▶ [Your objective]:
Present the lines of the items, from the line containing "Compliance review: the metal" through the last line of the items inclusive, as a Markdown table with columns Row and Line. Number each line in Row, and omit blank lines.

[Data listing]
====

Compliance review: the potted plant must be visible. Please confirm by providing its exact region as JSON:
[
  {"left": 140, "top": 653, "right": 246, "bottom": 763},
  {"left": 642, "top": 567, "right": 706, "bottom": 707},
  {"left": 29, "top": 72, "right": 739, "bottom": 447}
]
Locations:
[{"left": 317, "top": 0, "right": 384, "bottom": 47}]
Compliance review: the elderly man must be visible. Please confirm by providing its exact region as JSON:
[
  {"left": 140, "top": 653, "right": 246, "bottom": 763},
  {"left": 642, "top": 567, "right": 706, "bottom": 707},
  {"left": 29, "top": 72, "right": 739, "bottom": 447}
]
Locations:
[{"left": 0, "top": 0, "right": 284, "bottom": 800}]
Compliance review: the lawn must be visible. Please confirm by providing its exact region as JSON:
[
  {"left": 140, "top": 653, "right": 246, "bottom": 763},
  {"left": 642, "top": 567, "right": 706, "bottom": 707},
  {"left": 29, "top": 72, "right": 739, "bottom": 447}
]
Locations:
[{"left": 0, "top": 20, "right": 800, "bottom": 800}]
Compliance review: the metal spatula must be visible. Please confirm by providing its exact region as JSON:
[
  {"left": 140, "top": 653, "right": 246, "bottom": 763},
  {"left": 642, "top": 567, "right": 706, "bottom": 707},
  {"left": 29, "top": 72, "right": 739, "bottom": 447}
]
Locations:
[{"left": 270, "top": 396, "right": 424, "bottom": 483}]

====

▶ [Task output]:
| Row | Line |
|---|---|
| 1 | Compliance review: the metal spatula must be visible. Please confirm by providing its exact region as JSON: |
| 2 | [ |
| 3 |   {"left": 140, "top": 653, "right": 246, "bottom": 763}, |
| 4 |   {"left": 642, "top": 567, "right": 706, "bottom": 707}, |
| 5 |   {"left": 29, "top": 72, "right": 739, "bottom": 447} |
| 6 | ] |
| 7 | Locations: |
| 8 | [{"left": 270, "top": 396, "right": 424, "bottom": 483}] |